▶ **Work request**
Produce a verbatim transcription of the entries, with all pictures omitted.

▶ **Available data**
+++
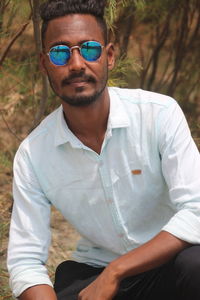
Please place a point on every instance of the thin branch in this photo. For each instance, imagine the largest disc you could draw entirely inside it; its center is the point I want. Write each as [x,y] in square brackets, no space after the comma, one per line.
[18,34]
[8,127]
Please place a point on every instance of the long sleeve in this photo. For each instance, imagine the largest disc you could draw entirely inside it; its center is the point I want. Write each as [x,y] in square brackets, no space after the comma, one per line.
[181,170]
[30,229]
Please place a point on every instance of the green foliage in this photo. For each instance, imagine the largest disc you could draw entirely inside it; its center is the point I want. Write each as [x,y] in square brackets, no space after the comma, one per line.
[123,65]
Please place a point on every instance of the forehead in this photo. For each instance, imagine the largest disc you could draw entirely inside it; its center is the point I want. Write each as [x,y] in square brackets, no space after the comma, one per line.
[73,29]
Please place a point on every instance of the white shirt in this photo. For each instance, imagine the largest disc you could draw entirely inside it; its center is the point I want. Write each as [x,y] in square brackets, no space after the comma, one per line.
[146,179]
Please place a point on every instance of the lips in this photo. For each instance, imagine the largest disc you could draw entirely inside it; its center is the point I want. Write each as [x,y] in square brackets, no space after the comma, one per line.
[77,80]
[74,79]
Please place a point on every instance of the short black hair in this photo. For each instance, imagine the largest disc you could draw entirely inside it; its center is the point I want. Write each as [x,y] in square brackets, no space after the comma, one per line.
[53,9]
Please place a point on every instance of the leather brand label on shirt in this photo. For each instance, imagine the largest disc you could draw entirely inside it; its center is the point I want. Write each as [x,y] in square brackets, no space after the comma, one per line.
[136,172]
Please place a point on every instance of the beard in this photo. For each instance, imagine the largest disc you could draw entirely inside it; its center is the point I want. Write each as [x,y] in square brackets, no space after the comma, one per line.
[81,100]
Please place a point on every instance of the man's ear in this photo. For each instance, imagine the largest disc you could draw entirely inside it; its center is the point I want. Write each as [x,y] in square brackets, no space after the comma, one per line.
[110,55]
[42,63]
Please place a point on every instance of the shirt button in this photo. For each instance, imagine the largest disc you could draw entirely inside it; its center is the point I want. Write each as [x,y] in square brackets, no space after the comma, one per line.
[109,201]
[121,235]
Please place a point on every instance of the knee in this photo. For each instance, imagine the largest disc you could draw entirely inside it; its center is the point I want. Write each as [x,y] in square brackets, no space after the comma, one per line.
[187,272]
[187,262]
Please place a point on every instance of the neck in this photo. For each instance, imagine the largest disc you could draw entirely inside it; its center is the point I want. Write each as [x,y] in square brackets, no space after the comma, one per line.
[89,123]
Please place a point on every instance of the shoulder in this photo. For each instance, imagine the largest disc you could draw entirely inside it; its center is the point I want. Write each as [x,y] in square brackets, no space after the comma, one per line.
[44,133]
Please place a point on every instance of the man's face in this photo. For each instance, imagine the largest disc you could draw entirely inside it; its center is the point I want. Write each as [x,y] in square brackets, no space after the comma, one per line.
[79,82]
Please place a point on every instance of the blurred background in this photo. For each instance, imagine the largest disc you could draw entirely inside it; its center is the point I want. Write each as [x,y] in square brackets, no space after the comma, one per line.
[157,44]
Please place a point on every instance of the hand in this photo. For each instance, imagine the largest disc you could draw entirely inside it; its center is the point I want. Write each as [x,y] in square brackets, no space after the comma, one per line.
[105,287]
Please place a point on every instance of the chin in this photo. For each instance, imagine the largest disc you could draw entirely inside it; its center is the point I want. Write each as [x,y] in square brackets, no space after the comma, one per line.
[81,99]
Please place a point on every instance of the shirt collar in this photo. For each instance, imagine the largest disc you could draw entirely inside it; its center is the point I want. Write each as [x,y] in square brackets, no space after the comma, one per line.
[118,118]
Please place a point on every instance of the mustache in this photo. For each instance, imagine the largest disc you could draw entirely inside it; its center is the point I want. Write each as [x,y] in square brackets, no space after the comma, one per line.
[81,76]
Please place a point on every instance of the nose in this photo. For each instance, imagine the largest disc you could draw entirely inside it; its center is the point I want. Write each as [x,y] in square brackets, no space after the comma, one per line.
[76,62]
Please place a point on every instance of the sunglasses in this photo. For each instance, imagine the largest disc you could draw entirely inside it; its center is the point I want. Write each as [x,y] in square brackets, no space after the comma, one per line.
[59,55]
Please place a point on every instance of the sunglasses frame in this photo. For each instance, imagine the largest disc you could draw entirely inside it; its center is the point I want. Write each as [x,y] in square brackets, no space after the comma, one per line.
[72,48]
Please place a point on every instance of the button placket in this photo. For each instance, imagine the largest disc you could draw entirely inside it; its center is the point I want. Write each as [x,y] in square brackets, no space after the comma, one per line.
[108,190]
+++
▶ **Task result**
Please place a point on every instance of the thin branch in this photo. For each instance, imagine the largest disc you could draw entirely inside it; its center is the point I want. Write each as [x,y] in square brackets, no space after the comma, one per line.
[18,34]
[8,127]
Please place a point on every instance of the long sleeve in this photo. For each instance, imagine the largest disc you could draw entirely inside it; its center is the point I want. Write each as [x,y] in square brackets, no space after the comma, one per line.
[181,170]
[30,229]
Please place a point on every instance of the green foliage in this photo. For each instance, imagine the largest disc you could draw entirely inside it; its center is the point I want. Write each as [x,y] in square brackets, no space after the comma, one per line.
[123,65]
Please place a point on every instance of the forehead in this photo. For each instance, imagine the largest disc you could draw entirely inside it; its center is the point I want. Write each as [x,y] in square brackets, no space after the comma, one per line.
[73,29]
Please place a point on every instance of the white shirt in this photo. For each instance, imagine the largest disc you could draw entirely inside it; its center is the point I want. Write each as [x,y] in square brackets, no space after the comma, one per line.
[146,179]
Please place a point on every instance of the lips in this photo. For each instance, imagine the largest disc you could draw entirely inside it; its center is the point I want. Write each as [x,y] in square brackets, no space after the comma, one per line.
[77,80]
[74,79]
Please place a point on every instance of the short black hair in this photo. For each instance, imagine the largest disc you could draw entirely inside it; its center is the point I want. Write each as [x,y] in square brackets, no space after the comma, one per line.
[53,9]
Please place a point on every instance of the leather brand label on shirt in this photo. For each instance, imagine the largest disc you could draw entirely inside it; its center is the point I want. Write each as [x,y] in square brackets, no space after the comma, one per line.
[136,172]
Please place a point on every instance of the beard in this photo. For each instance, imagine the largest disc you could draw entirely inside it; its center is the point I want. Write each as [x,y] in square brackets, no space after the comma, one per line.
[81,100]
Please place a point on every instance of the man's ear in this photo. For each instance, imagine the largest disc you could draw entirely inside it; its center is the point I want. Write each as [x,y] in square brackets, no space after the comma, one per line.
[110,55]
[42,63]
Please place a point on every instance of the shirt button in this photo. For each instance, imagine the largest disc you could draw entirely inside it; its center is the point I want. Write each as [x,y] in square brackets, no space after the comma, one per line.
[109,201]
[121,235]
Please place a point on every instance of the knee in this photo. For each instance, imagine the largest disc you could draw entirely inside it; its center is the point I want. Write each as [x,y] in square brackets, no space after the comma, one per line.
[187,272]
[187,262]
Please place a point on every instance of the neck in this photo. For each instance, imagine the largest disc you could draw entirely inside it; its center is the point I want. Write each as [x,y] in square brackets, no space after the comma, one per line.
[89,123]
Please place a point on every instance of the shoulder in this photo. For each instance, imagine the largest disc you could draw entirely inside it; its center is the point I want. Write each as [x,y] in square brackets, no space after the comma, one per line.
[44,133]
Please place a point on every instance of the man's face in this photo. For each instance, imagine the largest disc you could draw entirely inside it; its center is the point I want. Write each as [x,y] in square brackets, no space after the comma, one per line.
[79,82]
Please place a point on every instance of the blurred background in this photo. For each instance, imagine the largest disc you could draw entirely inside it; its center is the point I want. Write each as [x,y] in square brackets, no space after the comma, one per line.
[157,44]
Please place a point on every instance of the hand in this photo. For each instance, imagine the largest disc you could draw entirely inside it; its center is the point I want. Write each as [x,y] in square brackets, no space after the comma, one per line.
[105,287]
Please place a point on every instance of the chin in this photo. For each instance, imagine the largest disc you could draw entirely inside it; its center is the point I want. Write each as [x,y] in square brackets, no space after the comma, one per line.
[81,99]
Please place a point on every instance of the shirt collar in this photo. For each instance, imagine the largest disc you could draw entirely inside it; its center is the point I want. Write each as [x,y] in square brackets, no space after the comma, one per line.
[118,118]
Please place a point on every instance of the mustache in this photo. For each instance, imagine the largest disc you could draw entirely inside it; its center is the point I want. Write each as [x,y] in square brackets, no space after the comma, one per line.
[81,76]
Please place a point on every instance of the nose in this photo. For each instance, imagine the largest disc you could draw entirely inside it; its center is the point I want. Write each as [x,y] in square brackets, no space after the comma, one per line.
[76,62]
Please place a point on every instance of the sunglasses in this photo. For each instance, imagine the largest disc you could draw entirely inside it; its center is the point I want. Write each as [x,y] in square brackets, no space after the comma, one per line.
[59,55]
Please place a point on every instance of the sunglasses frame in this photo. For each instance, imagine the largest disc you could draw entirely inside it; its center is the point I want. Write each as [x,y] in square brackets, no space after the comma, one per line.
[72,48]
Please place a point on every instance of the button placket in this photo. For each instance, imagine the largest disc you could draw entirely inside it; its center is the point I want. Write each as [x,y] in square brackets, no space after the comma, one per line.
[108,190]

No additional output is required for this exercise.